┌──

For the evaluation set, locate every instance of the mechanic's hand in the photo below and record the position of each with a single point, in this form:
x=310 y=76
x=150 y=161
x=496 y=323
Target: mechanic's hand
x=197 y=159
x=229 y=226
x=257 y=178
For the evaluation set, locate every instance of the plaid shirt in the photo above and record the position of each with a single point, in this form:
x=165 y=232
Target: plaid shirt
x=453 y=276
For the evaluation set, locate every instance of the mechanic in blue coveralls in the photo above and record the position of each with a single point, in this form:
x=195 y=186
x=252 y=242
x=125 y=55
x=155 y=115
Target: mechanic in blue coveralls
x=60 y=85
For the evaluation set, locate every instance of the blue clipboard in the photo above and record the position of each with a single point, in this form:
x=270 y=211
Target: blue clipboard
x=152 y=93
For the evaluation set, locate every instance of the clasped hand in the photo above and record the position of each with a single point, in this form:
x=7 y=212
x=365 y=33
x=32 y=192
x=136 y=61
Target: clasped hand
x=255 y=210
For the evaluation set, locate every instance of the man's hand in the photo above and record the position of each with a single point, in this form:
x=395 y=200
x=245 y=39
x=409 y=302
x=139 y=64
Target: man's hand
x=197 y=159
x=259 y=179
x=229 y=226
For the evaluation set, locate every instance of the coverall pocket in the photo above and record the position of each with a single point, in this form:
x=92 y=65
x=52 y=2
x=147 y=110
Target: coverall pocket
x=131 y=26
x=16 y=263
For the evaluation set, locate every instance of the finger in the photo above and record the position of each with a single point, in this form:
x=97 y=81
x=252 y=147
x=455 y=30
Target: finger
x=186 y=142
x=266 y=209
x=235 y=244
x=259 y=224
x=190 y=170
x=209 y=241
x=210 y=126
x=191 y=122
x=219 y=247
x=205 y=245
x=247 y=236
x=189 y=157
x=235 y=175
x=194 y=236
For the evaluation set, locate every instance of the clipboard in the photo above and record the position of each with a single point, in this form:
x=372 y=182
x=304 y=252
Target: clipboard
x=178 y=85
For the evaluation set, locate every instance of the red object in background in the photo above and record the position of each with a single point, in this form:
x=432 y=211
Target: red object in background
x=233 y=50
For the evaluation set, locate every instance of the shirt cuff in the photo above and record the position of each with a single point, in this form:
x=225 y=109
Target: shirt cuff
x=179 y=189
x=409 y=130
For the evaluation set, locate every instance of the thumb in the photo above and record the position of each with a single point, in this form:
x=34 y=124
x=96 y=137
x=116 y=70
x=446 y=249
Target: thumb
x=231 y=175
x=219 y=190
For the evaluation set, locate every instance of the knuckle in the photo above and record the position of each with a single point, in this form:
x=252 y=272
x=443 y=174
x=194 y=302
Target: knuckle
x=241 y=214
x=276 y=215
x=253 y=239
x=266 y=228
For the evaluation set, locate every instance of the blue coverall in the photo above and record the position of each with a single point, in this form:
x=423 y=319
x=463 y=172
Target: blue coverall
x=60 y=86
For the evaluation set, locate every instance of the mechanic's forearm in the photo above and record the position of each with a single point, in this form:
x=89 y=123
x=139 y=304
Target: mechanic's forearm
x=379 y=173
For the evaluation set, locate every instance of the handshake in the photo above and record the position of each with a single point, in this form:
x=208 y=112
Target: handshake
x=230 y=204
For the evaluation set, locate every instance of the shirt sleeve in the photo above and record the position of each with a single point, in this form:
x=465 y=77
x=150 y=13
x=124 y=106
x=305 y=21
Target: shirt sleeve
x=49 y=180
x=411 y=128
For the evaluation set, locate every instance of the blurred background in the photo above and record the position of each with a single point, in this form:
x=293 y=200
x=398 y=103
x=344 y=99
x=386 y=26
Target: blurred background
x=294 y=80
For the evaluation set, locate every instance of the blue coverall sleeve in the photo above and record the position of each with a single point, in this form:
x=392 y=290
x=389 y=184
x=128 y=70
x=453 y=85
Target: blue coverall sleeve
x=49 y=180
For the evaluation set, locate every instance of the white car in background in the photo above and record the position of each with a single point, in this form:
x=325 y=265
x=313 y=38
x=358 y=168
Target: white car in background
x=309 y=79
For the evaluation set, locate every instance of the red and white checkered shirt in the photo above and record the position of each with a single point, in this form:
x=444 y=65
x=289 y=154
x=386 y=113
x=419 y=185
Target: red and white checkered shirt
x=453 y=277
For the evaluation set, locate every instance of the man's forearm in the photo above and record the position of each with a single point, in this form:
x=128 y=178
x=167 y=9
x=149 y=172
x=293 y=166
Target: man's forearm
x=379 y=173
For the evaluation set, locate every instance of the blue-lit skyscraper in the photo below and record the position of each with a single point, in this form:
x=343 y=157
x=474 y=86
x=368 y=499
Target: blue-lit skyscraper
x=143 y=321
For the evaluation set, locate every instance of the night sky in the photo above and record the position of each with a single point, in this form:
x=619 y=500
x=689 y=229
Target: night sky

└──

Set task: Nothing outside the span should appear: transcribe the lines from the one containing "For the evaluation set, locate every instance of the handshake" through the last line of the records.

Response below:
For the evaluation set, locate every instance of the handshake in the photo above and record the position of each with a single point, in this form:
x=208 y=112
Target: handshake
x=230 y=204
For the evaluation set, locate every instance of the shirt sleeve in the photo above and record the position of each with a single point, in this form:
x=465 y=77
x=150 y=13
x=124 y=106
x=305 y=21
Target: shirt sleeve
x=49 y=180
x=411 y=128
For the evaluation set, locate every instance of the blurred background in the photo above and record the position of each with a single point, in this form:
x=293 y=200
x=398 y=103
x=344 y=99
x=386 y=26
Target: blurred background
x=294 y=80
For the evaluation set, locate every instance of the blue coverall sleeve in the photo above and record the position of each with a single point, in this form:
x=392 y=290
x=389 y=184
x=128 y=70
x=453 y=85
Target: blue coverall sleeve
x=49 y=180
For the evaluation set, locate every instance of the white car in background in the photo above and record the position of each with a single point, in this form:
x=325 y=265
x=313 y=38
x=358 y=168
Target: white car in background
x=309 y=79
For the evaluation set, locate every instance of the red and white checkered shirt in the photo above and record the position of each with a single point, in this form:
x=444 y=65
x=289 y=154
x=386 y=113
x=419 y=185
Target: red and white checkered shirt
x=453 y=277
For the evaluation set, locate every instance of the man's forearm in the photo above and record the position of each with a single point, in this form:
x=128 y=178
x=167 y=9
x=149 y=172
x=293 y=166
Target: man's forearm
x=379 y=173
For the evaluation set, locate every instance of the blue-lit skyscraper in the photo below and record the position of each with a single point, in this form:
x=343 y=157
x=474 y=86
x=368 y=499
Target: blue-lit skyscraper
x=143 y=321
For the evaluation set, locate every instance of the night sky in the photo above and record the position of each with a single point, in this form:
x=619 y=500
x=689 y=229
Target: night sky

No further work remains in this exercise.